SHORT TASK = Copy out, word for word, the stretch of the listing below that runs from the line containing "Question. Place one point on every instance of the man's ear" through the line containing "x=205 y=205". Include both of those lines.

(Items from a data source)

====

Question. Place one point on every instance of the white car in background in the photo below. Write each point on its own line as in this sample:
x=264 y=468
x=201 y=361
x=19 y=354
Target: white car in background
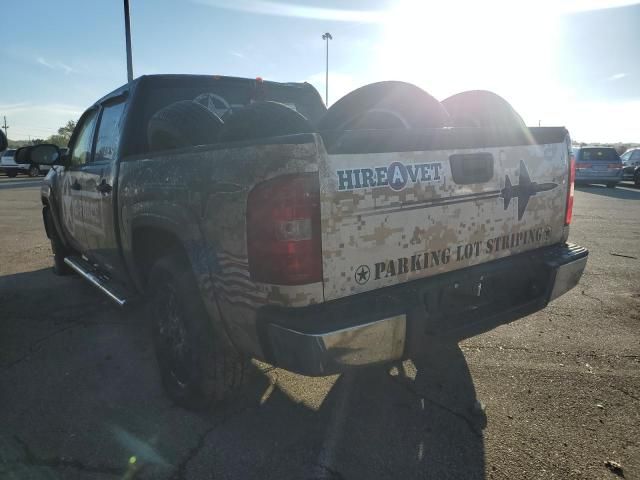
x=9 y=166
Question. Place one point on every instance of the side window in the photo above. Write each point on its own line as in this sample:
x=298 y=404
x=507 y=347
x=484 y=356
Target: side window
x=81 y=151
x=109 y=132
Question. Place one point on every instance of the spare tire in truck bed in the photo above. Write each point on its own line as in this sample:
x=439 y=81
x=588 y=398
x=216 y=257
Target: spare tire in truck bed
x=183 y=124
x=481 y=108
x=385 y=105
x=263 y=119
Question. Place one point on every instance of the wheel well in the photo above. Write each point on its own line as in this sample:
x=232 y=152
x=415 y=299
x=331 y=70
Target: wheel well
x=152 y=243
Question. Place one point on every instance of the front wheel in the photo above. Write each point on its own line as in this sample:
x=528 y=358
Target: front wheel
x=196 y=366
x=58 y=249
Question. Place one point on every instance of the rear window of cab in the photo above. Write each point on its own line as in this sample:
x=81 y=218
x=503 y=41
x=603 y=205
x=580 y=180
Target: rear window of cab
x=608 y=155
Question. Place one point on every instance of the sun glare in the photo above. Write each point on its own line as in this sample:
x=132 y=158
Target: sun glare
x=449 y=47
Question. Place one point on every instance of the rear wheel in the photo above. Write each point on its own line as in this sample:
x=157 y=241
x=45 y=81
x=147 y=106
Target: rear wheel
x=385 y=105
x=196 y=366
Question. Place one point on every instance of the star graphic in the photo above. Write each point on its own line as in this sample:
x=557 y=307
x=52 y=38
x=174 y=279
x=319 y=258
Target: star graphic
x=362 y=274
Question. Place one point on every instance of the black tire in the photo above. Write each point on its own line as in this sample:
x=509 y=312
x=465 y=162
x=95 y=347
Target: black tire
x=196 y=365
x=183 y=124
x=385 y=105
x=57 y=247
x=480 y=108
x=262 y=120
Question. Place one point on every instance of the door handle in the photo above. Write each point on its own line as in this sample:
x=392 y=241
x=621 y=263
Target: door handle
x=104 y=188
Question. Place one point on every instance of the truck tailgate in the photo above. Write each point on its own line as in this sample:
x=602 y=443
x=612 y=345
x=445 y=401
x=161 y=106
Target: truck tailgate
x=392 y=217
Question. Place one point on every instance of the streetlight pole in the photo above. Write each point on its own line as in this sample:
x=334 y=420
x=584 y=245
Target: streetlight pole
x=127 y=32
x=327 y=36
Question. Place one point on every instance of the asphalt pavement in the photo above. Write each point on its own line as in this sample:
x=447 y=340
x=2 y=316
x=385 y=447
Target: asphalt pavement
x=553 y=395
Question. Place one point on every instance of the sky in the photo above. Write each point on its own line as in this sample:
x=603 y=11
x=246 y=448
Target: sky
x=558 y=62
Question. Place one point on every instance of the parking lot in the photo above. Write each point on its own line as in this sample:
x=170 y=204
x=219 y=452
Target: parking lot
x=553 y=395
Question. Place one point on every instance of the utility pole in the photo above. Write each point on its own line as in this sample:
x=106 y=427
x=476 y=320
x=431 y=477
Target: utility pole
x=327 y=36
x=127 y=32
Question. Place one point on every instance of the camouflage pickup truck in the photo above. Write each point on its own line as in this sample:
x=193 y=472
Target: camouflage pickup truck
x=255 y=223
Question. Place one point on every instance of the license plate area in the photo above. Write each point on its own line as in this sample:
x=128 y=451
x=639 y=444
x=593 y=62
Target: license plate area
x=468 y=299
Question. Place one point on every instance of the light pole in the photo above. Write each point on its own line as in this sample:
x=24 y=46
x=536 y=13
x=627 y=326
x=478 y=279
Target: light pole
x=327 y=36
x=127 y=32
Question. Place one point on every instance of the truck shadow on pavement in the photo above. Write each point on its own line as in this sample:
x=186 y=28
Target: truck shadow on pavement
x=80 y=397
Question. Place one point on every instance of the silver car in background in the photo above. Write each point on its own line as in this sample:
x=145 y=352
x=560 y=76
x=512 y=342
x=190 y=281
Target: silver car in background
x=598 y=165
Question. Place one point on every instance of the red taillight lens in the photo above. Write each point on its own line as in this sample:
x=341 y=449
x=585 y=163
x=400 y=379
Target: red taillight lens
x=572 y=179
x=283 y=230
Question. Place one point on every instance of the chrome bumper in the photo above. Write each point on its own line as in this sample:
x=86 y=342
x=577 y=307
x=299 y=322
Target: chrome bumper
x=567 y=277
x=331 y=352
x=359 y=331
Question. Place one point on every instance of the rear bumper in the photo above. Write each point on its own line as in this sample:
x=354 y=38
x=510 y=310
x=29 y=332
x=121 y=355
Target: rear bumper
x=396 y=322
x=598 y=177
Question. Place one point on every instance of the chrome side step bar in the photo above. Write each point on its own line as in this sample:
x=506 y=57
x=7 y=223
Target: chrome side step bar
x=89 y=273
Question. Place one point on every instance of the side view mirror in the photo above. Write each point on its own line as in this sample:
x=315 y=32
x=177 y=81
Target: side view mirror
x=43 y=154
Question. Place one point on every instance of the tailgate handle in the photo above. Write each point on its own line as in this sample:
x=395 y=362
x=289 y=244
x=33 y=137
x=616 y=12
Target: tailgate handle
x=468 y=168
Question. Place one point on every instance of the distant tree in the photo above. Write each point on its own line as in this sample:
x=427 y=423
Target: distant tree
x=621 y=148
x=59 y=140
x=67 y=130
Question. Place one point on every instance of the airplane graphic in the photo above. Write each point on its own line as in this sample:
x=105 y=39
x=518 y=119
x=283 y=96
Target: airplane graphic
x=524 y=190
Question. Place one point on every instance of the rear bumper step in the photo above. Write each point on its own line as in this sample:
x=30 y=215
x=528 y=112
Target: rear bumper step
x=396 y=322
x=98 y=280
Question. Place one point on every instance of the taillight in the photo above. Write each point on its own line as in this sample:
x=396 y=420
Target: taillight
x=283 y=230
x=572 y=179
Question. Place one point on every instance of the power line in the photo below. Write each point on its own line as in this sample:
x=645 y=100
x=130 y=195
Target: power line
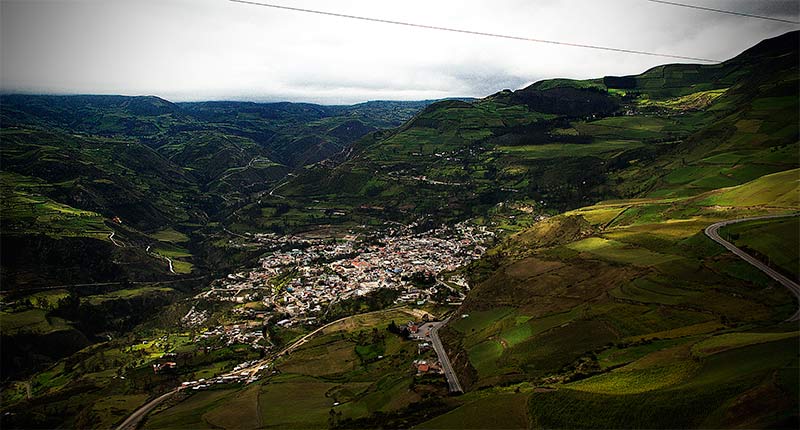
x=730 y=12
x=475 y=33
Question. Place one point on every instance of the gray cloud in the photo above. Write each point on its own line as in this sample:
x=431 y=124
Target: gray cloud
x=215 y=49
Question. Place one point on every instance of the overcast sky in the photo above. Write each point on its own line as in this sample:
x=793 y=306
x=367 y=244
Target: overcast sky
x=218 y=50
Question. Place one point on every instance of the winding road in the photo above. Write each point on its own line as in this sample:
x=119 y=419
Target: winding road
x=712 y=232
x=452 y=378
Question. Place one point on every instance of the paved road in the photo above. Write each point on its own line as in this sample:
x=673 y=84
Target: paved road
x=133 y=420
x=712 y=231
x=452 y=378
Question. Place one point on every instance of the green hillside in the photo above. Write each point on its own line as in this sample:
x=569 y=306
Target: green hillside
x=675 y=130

====

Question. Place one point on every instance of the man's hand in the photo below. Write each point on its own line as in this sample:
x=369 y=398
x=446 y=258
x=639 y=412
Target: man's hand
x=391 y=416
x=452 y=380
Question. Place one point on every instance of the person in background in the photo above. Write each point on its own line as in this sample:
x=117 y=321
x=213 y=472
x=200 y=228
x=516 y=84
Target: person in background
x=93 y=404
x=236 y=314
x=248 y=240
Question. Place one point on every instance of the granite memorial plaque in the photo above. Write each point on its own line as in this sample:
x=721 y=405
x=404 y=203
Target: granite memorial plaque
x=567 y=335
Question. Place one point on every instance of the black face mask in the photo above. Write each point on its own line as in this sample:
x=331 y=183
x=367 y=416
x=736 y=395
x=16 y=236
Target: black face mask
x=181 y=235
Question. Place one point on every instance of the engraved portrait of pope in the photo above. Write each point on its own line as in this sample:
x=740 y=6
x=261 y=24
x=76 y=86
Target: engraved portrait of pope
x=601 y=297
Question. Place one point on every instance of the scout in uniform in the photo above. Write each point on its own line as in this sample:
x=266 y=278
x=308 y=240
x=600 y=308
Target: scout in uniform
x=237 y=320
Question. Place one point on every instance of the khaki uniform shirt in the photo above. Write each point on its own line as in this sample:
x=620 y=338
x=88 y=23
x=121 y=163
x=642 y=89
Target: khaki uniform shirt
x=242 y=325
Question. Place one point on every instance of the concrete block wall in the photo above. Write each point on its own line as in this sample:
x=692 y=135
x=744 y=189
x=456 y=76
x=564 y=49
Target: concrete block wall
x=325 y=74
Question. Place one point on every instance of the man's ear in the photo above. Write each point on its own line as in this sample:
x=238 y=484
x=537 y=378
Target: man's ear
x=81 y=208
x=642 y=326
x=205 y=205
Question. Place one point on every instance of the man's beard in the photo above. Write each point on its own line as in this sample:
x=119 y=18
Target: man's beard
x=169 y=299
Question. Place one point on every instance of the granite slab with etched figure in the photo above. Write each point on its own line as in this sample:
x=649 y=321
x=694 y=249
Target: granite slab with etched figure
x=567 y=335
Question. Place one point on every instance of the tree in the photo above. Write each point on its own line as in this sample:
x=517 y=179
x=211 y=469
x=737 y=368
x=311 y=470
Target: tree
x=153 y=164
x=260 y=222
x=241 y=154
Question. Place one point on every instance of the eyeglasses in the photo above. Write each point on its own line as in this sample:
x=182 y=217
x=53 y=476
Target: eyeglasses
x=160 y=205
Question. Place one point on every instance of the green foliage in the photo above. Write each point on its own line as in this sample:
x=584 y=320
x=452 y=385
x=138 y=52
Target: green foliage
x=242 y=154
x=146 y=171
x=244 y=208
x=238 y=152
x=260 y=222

====

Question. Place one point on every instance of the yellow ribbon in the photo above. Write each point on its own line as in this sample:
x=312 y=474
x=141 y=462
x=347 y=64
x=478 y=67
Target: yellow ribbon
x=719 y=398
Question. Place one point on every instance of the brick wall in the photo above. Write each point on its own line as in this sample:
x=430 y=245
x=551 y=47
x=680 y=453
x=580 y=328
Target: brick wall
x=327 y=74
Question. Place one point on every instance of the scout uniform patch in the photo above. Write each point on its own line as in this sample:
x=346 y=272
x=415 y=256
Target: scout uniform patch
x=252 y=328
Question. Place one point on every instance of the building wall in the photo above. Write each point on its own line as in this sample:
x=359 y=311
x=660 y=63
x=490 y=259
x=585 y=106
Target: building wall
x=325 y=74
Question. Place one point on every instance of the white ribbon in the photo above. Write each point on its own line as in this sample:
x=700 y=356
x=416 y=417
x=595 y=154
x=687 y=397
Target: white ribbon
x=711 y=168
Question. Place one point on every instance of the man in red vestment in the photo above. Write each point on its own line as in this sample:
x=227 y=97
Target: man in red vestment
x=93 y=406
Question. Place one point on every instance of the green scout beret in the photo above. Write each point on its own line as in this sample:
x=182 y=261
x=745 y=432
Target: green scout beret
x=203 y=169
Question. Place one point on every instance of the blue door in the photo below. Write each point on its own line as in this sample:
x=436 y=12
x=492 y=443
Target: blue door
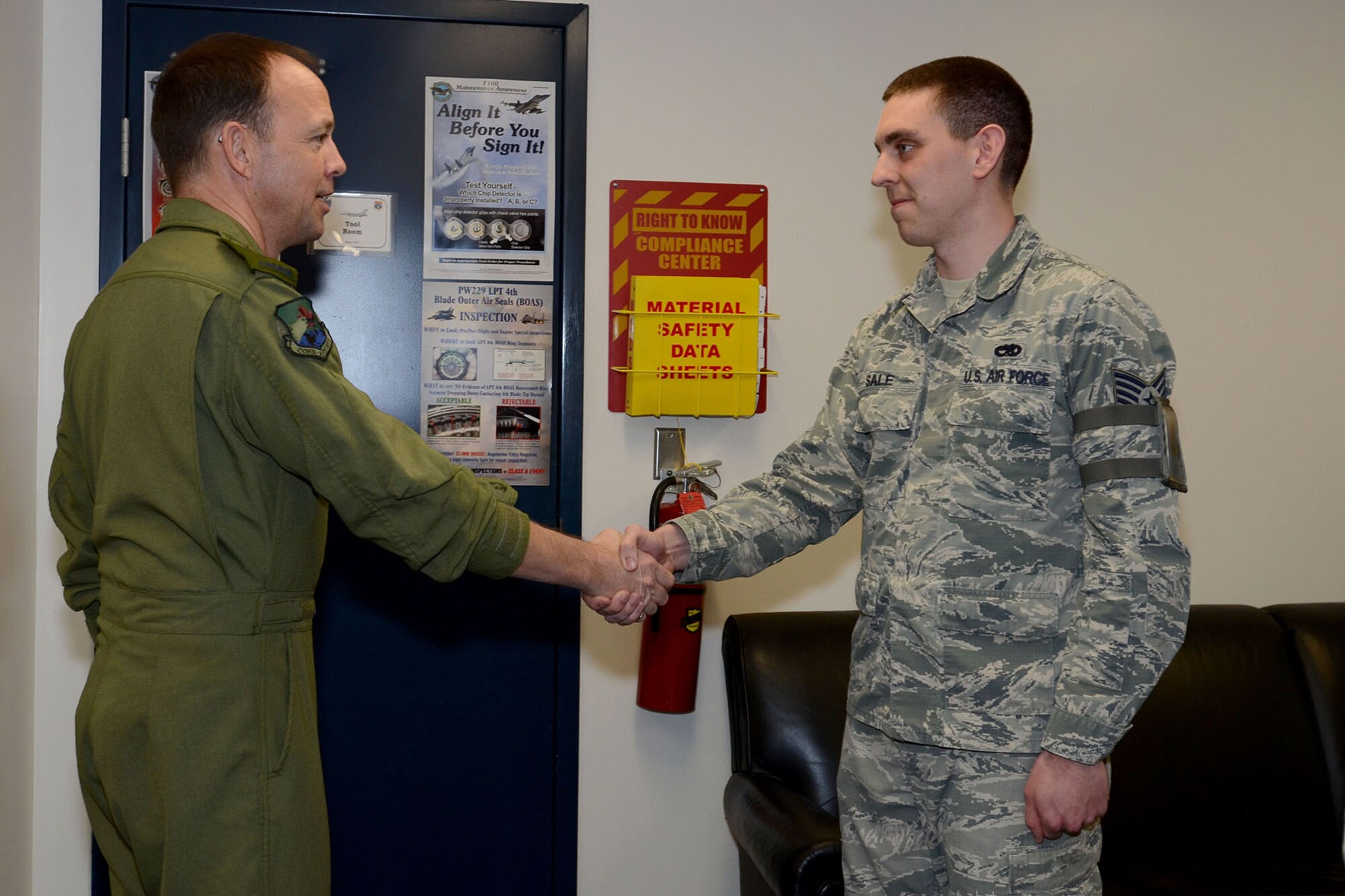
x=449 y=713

====

OUTPUT =
Question. Place one point on every instance of the man's ear in the photo above. Write each point on its own line as in this sample:
x=238 y=484
x=537 y=378
Target: man's ear
x=81 y=208
x=642 y=326
x=205 y=205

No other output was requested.